__Written problem__.
Copy out word for word everything in the records below, from the line containing "Where can the gloved" down to the end of the records.

[Records]
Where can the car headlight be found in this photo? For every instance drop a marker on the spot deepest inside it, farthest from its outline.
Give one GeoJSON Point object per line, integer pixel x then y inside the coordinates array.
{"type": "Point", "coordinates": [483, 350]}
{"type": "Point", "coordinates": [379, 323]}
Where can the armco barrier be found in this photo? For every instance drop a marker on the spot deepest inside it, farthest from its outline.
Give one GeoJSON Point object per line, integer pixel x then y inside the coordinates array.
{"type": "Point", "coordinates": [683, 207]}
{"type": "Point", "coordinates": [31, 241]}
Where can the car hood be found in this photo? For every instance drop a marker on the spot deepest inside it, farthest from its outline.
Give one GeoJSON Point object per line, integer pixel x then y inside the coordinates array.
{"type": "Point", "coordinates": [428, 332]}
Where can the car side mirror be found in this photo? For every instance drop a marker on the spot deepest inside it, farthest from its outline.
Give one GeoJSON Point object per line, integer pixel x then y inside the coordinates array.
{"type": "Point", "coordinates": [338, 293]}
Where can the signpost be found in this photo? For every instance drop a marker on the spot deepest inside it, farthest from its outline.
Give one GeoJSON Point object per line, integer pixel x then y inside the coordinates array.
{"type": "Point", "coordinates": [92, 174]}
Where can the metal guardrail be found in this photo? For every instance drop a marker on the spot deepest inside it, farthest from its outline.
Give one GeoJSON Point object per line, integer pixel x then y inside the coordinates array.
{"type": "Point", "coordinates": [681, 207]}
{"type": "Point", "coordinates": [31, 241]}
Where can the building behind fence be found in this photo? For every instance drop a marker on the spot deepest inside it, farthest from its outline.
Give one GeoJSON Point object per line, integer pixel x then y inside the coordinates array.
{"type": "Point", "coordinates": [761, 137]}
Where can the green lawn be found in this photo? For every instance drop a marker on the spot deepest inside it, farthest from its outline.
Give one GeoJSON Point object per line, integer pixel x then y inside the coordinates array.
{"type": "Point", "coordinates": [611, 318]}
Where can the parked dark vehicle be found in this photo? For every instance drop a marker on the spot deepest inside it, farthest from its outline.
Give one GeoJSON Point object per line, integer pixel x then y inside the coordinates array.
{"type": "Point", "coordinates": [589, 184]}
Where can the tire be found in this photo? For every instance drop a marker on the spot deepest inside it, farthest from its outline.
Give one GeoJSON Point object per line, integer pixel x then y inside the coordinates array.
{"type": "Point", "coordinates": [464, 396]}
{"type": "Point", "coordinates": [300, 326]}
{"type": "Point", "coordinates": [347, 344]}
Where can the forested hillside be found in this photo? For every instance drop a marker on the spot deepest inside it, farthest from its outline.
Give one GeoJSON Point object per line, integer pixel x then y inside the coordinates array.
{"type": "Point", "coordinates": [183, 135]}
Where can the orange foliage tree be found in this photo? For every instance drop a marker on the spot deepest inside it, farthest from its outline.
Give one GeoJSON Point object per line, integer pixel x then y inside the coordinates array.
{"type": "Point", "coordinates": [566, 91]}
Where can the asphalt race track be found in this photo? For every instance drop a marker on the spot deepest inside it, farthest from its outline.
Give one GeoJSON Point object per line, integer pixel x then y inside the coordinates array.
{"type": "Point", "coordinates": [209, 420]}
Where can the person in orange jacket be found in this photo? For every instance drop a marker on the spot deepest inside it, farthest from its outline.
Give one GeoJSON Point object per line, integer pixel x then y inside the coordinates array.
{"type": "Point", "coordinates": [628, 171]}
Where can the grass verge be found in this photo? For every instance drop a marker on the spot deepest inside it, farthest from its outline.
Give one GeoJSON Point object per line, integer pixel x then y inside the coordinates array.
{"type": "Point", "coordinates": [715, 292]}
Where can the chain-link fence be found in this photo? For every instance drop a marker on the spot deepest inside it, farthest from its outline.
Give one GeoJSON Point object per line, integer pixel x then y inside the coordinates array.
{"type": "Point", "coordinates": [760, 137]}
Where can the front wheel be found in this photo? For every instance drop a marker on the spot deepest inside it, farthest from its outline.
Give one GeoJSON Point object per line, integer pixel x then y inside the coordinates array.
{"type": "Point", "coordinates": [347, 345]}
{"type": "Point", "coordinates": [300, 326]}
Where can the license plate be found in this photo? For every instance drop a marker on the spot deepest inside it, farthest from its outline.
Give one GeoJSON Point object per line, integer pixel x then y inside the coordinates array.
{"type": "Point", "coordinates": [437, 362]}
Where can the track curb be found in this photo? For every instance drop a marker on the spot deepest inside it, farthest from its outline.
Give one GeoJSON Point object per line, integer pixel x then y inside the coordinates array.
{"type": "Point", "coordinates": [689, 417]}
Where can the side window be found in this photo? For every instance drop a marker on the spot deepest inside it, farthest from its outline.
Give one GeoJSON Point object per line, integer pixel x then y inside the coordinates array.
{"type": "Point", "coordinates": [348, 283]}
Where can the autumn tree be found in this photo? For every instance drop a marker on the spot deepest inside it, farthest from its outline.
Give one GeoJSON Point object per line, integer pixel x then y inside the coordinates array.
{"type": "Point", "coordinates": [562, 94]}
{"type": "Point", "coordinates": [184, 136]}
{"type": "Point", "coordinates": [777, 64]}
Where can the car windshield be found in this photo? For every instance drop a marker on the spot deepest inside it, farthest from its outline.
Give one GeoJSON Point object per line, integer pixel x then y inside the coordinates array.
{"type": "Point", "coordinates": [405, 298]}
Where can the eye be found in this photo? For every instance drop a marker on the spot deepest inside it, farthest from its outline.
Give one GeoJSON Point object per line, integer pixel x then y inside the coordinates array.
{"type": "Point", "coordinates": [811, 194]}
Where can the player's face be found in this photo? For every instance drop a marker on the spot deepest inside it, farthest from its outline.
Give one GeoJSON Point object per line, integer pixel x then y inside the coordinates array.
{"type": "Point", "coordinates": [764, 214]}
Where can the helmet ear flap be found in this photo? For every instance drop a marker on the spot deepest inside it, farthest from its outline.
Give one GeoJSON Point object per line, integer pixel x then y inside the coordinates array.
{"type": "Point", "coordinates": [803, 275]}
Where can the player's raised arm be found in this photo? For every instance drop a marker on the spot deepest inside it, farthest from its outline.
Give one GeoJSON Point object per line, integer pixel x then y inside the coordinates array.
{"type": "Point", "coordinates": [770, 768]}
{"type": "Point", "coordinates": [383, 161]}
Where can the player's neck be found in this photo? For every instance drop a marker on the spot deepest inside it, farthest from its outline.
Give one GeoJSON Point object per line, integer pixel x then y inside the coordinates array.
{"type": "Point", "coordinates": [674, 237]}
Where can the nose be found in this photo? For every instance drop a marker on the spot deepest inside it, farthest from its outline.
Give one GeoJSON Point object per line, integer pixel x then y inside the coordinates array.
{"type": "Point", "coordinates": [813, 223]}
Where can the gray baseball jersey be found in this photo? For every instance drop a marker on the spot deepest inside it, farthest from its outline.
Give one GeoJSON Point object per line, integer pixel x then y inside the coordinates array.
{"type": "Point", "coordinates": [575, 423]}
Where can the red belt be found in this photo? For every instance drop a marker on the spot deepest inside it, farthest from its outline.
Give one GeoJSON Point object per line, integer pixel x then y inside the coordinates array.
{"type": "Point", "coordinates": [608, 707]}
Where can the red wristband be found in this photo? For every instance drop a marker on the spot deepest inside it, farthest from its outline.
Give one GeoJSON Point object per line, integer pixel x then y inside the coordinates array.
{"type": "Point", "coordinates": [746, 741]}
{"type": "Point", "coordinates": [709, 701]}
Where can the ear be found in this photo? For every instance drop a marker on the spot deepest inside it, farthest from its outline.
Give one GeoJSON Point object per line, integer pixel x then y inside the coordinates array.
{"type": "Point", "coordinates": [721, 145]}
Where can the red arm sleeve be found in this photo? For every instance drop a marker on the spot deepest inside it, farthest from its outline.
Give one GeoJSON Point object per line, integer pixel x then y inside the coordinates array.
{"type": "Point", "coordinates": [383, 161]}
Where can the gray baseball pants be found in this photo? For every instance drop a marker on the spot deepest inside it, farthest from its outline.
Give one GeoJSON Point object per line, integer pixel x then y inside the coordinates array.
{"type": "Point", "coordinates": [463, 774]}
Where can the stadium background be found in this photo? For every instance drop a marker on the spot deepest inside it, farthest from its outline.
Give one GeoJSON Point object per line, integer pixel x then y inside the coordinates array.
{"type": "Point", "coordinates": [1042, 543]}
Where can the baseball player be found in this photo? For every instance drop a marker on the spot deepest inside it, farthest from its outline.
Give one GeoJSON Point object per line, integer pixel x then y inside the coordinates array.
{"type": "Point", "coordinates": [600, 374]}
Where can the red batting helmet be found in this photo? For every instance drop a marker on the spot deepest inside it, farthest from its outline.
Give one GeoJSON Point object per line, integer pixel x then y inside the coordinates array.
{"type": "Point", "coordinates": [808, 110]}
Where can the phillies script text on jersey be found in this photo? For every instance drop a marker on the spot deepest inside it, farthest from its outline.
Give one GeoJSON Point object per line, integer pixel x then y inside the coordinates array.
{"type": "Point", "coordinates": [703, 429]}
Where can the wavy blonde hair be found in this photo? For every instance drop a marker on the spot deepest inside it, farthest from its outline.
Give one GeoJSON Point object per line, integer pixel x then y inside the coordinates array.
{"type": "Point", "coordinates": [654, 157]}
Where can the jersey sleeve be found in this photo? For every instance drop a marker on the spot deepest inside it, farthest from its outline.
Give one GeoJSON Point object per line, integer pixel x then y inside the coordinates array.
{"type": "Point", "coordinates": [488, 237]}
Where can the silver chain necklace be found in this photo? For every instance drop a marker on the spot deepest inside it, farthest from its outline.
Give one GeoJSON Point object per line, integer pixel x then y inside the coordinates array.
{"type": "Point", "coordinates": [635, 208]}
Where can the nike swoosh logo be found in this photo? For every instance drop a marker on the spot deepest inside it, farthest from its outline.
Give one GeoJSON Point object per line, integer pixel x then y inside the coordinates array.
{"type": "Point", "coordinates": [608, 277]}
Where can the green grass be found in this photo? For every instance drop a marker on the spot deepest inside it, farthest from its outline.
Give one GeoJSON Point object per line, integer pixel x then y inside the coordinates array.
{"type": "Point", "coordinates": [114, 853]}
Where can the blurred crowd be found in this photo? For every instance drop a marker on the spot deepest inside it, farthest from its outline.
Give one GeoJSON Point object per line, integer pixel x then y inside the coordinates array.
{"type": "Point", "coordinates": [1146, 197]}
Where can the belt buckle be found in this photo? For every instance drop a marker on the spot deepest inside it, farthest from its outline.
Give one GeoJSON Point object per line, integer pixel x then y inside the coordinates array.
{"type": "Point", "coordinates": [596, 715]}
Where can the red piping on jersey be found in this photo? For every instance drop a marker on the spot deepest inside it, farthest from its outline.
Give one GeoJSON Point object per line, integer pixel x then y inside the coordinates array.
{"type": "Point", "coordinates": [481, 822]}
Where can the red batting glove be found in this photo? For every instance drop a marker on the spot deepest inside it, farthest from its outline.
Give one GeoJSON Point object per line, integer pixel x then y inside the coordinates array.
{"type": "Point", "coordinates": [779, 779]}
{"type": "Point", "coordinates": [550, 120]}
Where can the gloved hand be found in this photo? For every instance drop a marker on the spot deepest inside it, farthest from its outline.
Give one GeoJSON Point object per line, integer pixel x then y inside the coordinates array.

__The reply__.
Where can the gloved hand be found in this photo? For every instance drop a marker on the spot deepest inside it, farthest from its outline.
Give one GeoJSON Point object per line, integer pixel x then y inside the coordinates array.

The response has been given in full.